Dataset content
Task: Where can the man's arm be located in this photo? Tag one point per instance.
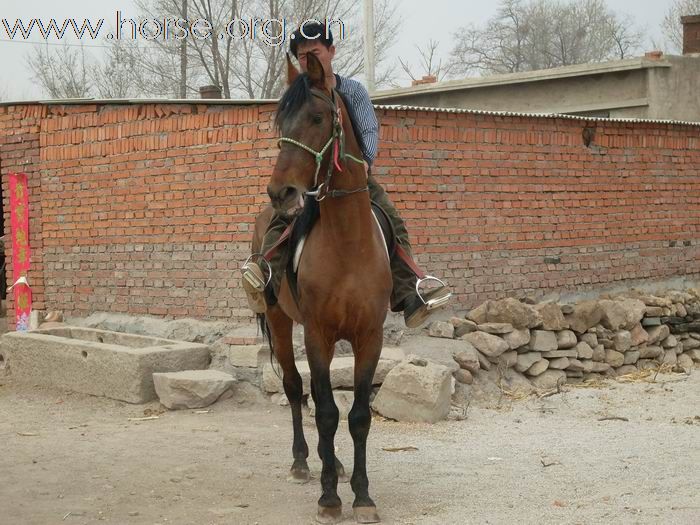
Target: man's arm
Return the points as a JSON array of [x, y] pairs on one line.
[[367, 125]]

--

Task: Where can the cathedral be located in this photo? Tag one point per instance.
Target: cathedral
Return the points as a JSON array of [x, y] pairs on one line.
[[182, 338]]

==

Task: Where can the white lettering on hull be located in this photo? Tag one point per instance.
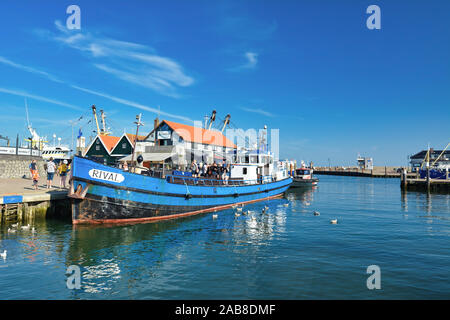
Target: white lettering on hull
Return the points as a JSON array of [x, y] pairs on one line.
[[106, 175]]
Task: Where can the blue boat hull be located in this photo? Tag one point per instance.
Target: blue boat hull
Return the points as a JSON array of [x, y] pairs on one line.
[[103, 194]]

What the task asks
Convert the records from the line containing "Task: Where can the man's" through the line containing "[[367, 125]]" into a two-column CSV with the header instruction,answer and one row per record. Enclose each field in double quotes, replace line breaks with spaces, and omit the pictures.

Task response
instruction,answer
"Task: Where can the man's arm be located in this photo? Tag one point per instance. Target: man's arm Return the points as a JSON array of [x, y] pairs on one line.","[[367, 125]]"